Saved entries:
★ ★ ★

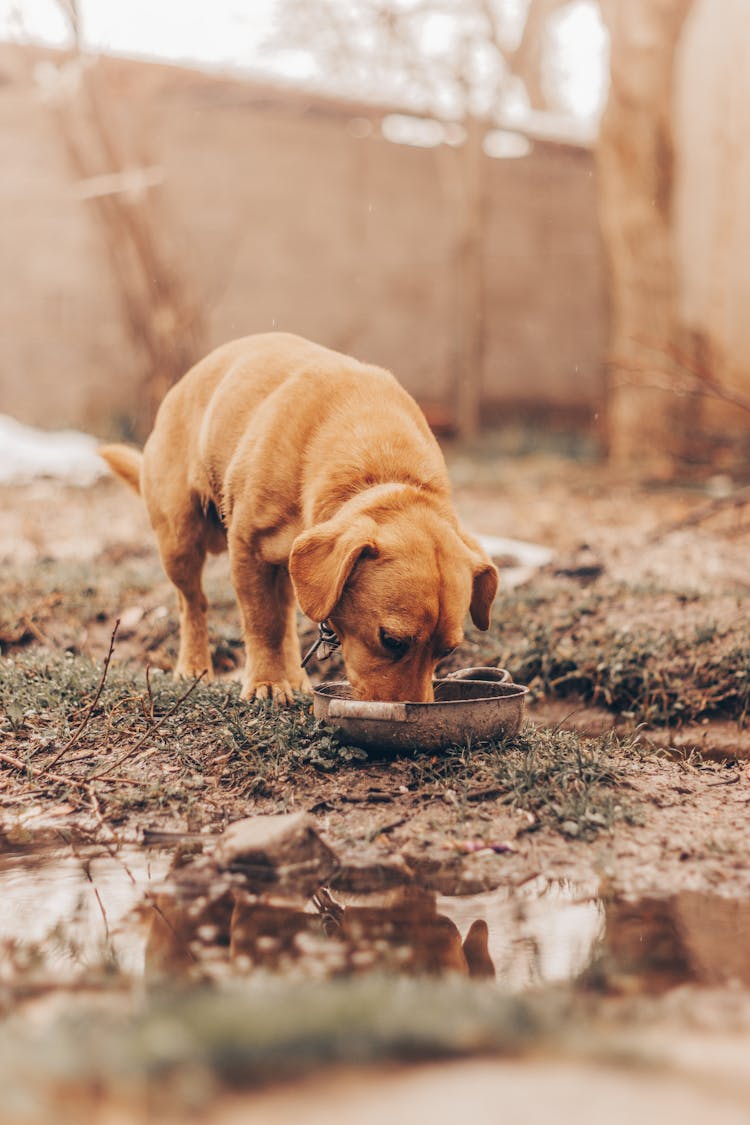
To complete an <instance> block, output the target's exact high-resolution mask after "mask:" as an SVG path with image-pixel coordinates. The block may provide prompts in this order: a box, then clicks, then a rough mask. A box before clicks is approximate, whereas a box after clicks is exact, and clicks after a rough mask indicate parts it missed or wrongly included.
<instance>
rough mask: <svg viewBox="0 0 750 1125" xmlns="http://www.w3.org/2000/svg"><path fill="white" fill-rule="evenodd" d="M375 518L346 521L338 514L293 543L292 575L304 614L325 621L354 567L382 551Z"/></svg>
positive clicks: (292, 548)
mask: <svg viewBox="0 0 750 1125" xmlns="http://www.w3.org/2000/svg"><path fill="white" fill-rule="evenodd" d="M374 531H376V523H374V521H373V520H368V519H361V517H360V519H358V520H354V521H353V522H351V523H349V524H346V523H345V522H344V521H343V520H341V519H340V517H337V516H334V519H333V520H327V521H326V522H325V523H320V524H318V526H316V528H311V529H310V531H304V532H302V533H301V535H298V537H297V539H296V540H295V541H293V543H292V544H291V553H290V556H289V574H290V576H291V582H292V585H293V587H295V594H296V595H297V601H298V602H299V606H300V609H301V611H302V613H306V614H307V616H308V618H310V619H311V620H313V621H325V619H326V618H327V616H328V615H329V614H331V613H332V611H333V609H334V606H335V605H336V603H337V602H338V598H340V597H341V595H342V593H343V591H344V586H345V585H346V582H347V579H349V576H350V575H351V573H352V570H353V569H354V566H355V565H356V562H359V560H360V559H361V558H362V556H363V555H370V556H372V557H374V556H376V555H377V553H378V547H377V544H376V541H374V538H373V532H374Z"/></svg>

★ ★ ★

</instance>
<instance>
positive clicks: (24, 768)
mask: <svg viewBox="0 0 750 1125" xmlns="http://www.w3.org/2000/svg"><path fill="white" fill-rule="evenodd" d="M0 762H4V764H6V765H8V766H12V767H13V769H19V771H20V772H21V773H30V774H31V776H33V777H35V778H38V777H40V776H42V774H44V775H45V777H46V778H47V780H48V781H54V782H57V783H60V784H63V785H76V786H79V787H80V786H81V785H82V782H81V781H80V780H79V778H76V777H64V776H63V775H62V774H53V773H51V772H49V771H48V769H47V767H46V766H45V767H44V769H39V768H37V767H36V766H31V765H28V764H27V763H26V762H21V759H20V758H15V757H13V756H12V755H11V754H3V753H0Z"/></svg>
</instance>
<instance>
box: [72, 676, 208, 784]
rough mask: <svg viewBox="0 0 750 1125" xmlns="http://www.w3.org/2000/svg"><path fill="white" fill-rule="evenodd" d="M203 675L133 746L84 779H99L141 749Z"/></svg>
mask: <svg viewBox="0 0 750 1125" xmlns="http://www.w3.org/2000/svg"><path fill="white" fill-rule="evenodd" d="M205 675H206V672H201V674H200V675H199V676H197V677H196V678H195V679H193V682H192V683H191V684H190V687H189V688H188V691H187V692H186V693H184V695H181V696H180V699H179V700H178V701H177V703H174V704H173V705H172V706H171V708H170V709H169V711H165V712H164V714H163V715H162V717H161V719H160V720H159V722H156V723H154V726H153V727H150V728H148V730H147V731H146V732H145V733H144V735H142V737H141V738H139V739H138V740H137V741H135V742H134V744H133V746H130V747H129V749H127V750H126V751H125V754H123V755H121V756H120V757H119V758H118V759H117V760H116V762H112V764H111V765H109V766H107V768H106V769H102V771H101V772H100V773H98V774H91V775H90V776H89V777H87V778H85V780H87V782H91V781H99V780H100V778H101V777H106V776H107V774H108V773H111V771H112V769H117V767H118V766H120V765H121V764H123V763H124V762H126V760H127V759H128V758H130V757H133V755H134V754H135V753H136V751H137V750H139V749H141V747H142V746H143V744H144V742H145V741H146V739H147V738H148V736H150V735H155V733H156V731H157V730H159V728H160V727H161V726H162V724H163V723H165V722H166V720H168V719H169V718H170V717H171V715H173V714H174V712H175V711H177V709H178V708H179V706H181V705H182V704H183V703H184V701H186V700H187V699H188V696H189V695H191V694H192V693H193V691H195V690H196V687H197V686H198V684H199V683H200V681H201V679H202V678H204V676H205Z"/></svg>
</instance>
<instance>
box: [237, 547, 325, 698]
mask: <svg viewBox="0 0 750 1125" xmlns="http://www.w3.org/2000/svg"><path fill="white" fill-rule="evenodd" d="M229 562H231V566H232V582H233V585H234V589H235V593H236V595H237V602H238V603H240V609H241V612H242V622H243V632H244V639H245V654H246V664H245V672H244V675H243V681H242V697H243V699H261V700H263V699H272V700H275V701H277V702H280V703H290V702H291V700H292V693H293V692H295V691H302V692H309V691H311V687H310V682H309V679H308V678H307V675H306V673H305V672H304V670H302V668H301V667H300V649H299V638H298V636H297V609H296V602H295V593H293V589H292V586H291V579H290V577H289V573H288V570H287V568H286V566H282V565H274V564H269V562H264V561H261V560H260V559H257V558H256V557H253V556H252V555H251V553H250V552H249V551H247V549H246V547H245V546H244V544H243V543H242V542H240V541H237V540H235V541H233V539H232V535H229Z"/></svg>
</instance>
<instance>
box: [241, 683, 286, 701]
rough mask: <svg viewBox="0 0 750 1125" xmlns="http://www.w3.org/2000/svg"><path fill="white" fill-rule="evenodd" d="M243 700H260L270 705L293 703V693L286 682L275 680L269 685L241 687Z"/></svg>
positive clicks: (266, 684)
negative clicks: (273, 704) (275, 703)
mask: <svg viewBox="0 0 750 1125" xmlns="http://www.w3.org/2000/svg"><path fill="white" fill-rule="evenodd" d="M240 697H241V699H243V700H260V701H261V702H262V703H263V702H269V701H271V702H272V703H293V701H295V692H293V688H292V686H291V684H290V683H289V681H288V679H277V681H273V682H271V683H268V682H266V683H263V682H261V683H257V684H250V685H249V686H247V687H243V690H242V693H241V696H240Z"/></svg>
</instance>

★ ★ ★

Start with the line above that contains "700H260L270 705L293 703V693L286" and stop after the line that contains "positive clicks: (266, 684)". Output those lines exactly, and only those.

ANSWER SPACE:
rough mask: <svg viewBox="0 0 750 1125" xmlns="http://www.w3.org/2000/svg"><path fill="white" fill-rule="evenodd" d="M243 700H260L270 705L293 703V693L286 682L275 680L269 685L241 687Z"/></svg>
positive clicks: (266, 684)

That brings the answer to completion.